▶ _Objective_
Count the lines of the material below that contain the string "patch" and reply with only that number.
** Start of Data to use **
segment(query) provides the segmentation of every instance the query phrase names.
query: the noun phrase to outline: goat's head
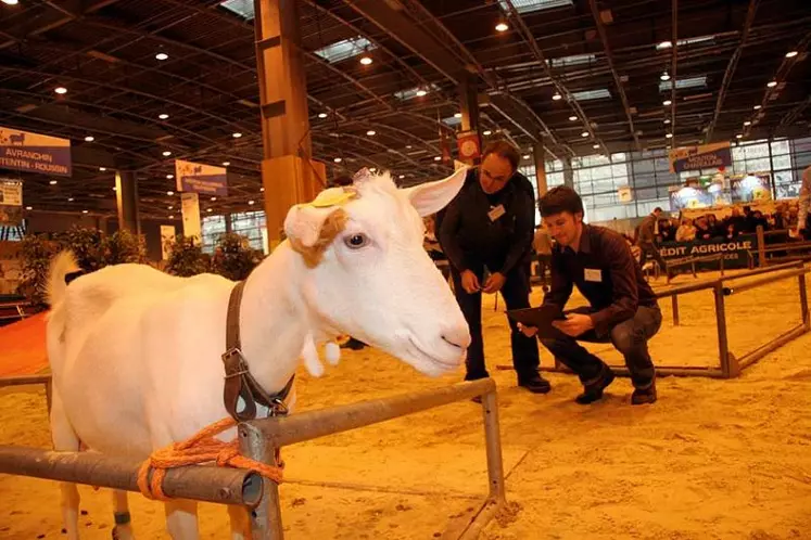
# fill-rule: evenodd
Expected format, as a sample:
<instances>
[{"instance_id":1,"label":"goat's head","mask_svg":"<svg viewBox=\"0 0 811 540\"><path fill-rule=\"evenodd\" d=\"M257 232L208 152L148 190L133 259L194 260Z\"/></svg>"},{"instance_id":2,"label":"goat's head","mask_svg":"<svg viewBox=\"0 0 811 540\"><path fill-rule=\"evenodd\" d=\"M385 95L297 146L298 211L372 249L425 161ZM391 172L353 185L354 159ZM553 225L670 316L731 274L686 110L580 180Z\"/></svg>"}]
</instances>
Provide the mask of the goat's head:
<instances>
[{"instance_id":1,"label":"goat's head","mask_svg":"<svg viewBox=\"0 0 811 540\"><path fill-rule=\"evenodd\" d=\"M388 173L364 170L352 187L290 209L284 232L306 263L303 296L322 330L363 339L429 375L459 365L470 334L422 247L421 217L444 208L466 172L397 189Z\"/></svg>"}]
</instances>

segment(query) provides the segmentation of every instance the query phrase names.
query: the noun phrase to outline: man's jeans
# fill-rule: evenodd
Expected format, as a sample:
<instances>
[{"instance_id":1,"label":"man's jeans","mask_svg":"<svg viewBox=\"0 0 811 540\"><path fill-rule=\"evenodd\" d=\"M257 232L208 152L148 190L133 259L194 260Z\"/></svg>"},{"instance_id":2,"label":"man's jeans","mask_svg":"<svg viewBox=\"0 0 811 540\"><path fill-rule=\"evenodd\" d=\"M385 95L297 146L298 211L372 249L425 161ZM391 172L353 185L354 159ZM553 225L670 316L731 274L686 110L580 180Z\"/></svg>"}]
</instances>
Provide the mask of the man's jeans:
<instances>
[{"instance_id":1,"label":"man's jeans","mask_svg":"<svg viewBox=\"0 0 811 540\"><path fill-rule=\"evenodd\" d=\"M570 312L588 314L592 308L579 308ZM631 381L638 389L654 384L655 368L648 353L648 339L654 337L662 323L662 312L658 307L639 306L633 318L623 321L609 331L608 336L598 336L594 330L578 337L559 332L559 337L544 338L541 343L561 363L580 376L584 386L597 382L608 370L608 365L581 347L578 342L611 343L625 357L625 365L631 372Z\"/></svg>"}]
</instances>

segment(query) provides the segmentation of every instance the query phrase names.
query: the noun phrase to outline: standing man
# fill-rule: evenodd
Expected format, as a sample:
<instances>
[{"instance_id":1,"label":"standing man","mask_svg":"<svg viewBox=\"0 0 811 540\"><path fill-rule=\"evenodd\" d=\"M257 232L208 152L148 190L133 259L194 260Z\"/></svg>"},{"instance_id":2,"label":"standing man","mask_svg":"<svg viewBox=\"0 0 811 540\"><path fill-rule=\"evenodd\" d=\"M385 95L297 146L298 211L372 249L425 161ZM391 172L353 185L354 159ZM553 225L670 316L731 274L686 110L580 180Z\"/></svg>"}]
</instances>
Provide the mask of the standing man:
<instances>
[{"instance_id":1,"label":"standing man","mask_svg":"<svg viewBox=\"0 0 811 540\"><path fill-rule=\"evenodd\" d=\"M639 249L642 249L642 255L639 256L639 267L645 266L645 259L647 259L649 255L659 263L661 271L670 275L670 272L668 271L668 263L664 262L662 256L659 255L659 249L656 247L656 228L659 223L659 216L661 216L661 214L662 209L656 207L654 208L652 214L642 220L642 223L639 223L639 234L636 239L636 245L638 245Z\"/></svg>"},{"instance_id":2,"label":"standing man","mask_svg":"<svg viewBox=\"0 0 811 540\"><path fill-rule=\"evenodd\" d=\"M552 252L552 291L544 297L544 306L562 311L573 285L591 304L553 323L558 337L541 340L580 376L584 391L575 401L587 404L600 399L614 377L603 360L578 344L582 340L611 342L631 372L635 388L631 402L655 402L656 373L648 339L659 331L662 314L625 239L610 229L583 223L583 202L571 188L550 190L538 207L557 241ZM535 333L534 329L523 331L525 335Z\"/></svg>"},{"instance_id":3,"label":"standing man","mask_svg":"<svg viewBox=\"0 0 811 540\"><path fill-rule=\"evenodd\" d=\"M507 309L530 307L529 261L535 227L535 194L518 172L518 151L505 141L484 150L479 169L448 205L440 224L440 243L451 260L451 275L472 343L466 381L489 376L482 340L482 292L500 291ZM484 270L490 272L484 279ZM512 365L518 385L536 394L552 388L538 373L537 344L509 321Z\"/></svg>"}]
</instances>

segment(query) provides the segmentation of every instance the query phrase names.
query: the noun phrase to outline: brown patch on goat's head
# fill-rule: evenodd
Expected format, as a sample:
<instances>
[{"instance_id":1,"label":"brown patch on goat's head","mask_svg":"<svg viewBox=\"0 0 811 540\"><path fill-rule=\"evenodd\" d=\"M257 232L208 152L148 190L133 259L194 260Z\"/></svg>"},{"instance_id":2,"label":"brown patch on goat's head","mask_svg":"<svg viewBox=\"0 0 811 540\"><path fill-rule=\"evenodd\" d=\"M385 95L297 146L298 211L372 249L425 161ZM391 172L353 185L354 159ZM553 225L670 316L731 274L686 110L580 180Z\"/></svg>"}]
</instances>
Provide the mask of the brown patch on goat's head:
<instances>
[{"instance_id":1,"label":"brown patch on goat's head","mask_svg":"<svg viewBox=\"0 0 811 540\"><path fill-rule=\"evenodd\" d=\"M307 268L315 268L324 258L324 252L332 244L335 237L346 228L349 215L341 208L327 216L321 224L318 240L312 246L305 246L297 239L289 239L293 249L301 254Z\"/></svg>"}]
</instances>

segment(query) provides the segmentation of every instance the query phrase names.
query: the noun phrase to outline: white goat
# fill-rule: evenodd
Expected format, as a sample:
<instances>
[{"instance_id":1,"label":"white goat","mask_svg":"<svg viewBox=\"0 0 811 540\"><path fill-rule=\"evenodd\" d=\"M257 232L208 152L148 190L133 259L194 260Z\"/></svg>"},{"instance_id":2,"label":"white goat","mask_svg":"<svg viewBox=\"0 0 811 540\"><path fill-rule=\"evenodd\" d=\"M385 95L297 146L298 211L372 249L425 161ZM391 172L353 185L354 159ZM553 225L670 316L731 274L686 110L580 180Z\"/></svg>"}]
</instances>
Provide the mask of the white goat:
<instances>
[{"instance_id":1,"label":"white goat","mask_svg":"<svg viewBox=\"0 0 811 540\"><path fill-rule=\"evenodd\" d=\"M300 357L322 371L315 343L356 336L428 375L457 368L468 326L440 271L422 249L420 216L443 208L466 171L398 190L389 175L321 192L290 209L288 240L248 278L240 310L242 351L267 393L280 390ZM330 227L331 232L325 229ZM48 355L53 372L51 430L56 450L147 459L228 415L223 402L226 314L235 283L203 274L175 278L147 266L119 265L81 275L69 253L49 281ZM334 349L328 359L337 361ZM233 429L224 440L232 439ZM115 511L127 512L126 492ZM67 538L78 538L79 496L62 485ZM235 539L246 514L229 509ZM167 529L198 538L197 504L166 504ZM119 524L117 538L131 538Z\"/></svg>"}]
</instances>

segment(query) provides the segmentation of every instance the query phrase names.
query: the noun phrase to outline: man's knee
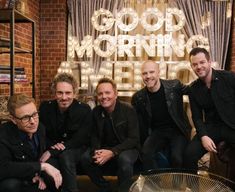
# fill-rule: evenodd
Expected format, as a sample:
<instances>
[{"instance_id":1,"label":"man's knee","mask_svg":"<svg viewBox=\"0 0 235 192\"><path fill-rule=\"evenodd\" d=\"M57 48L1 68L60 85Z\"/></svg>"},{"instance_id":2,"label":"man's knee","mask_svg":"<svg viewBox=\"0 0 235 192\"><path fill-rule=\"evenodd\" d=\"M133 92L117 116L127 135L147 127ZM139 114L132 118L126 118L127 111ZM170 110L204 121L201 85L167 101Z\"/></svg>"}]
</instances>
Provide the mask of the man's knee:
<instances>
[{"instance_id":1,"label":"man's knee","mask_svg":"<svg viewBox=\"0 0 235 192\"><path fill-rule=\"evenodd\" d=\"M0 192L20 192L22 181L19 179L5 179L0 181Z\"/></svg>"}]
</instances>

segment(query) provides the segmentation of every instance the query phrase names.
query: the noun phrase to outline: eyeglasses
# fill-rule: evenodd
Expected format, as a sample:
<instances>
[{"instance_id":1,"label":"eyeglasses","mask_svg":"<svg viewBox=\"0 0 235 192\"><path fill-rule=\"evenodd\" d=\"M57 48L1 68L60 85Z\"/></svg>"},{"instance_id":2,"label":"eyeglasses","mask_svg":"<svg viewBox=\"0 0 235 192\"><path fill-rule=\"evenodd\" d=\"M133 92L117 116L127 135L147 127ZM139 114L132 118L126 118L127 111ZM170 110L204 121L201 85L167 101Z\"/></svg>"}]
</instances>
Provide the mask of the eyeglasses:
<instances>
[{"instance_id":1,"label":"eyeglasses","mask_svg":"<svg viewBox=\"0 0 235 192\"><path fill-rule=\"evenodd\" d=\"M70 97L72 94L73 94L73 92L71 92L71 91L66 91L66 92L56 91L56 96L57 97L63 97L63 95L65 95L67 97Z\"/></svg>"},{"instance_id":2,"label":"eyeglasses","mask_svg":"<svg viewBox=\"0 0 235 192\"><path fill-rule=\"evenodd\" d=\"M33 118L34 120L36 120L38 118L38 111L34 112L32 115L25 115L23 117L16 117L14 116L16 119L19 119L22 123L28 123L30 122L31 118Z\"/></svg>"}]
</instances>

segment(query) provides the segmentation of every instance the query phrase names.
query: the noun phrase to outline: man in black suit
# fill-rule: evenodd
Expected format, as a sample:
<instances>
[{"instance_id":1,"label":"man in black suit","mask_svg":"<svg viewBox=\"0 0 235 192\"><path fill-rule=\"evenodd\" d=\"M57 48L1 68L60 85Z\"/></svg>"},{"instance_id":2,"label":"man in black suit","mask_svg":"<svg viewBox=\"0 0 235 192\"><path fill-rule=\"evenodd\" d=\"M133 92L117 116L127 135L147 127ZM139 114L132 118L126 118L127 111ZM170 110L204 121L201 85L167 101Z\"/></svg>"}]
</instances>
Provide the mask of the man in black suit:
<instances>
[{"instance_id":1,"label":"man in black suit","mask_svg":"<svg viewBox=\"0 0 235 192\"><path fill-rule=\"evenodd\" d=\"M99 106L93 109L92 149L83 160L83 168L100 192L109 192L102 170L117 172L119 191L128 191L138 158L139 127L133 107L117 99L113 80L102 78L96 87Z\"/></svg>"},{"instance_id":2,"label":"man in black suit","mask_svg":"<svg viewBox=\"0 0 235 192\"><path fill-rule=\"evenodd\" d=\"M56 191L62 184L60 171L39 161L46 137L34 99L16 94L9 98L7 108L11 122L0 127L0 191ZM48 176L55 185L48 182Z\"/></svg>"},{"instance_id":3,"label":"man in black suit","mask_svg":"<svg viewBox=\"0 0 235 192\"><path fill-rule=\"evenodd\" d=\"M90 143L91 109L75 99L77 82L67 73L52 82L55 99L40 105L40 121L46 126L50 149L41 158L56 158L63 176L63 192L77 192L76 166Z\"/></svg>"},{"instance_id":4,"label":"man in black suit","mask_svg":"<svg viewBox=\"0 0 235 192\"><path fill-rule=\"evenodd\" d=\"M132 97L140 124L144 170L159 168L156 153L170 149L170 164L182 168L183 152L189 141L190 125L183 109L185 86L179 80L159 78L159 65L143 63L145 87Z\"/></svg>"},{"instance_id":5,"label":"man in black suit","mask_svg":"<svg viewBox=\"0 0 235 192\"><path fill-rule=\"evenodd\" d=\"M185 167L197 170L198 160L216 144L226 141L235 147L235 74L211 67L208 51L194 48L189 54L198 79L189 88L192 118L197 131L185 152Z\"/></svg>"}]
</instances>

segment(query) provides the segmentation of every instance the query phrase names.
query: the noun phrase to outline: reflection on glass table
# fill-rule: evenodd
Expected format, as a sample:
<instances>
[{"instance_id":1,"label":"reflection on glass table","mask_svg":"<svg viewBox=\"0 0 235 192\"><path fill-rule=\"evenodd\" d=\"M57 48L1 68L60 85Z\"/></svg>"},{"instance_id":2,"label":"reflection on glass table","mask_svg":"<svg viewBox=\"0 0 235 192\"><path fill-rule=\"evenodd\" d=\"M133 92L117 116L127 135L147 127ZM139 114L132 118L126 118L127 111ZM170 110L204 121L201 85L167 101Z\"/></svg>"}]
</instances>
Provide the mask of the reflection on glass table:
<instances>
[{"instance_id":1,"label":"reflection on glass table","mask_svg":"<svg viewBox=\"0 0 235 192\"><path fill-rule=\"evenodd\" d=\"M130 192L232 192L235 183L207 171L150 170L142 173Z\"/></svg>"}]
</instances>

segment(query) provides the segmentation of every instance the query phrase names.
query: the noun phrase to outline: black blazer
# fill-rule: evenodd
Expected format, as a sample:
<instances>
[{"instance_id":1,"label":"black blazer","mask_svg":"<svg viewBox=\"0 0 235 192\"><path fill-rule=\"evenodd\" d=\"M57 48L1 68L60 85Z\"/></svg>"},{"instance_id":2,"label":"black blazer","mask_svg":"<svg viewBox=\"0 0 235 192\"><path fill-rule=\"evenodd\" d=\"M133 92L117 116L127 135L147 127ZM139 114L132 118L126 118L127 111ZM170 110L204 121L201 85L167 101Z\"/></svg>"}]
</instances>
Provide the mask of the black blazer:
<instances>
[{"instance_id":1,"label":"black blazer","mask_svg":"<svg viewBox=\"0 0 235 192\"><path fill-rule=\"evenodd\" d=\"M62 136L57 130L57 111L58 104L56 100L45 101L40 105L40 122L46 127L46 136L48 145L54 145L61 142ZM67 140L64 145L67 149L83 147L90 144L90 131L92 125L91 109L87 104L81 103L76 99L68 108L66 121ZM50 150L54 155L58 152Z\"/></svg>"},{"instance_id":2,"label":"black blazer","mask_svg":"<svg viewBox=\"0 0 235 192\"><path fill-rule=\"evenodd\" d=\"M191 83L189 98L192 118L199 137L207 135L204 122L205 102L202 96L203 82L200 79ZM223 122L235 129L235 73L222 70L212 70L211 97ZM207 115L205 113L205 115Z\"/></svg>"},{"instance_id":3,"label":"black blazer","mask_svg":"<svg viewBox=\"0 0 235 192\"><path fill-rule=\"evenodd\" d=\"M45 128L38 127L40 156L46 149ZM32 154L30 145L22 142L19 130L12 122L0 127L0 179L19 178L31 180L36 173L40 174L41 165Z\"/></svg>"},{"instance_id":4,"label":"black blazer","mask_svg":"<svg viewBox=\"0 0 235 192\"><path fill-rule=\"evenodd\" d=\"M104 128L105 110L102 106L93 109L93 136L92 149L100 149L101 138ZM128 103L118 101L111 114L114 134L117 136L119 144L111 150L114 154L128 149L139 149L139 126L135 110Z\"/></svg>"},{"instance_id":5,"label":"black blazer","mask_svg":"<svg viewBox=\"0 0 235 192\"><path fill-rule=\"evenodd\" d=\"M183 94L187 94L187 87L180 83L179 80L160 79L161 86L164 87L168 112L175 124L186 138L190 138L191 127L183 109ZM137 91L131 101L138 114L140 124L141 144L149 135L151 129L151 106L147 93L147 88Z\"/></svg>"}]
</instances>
** End of Data to use **
▶ _Output of the exercise_
4